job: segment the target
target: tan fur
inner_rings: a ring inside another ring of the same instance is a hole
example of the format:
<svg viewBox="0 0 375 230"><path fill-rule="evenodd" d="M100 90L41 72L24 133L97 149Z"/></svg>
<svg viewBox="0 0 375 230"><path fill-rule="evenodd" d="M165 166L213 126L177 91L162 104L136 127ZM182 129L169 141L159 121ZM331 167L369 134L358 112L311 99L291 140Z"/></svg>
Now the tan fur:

********************

Task instructions: The reply should hold only the lines from the top of the records through the line that has "90L41 72L24 133L97", each one exact.

Result for this task:
job: segment the target
target: tan fur
inner_rings: a ring inside another ring of the same instance is a hole
example of the format:
<svg viewBox="0 0 375 230"><path fill-rule="evenodd" d="M100 90L41 72L24 133L97 149Z"/></svg>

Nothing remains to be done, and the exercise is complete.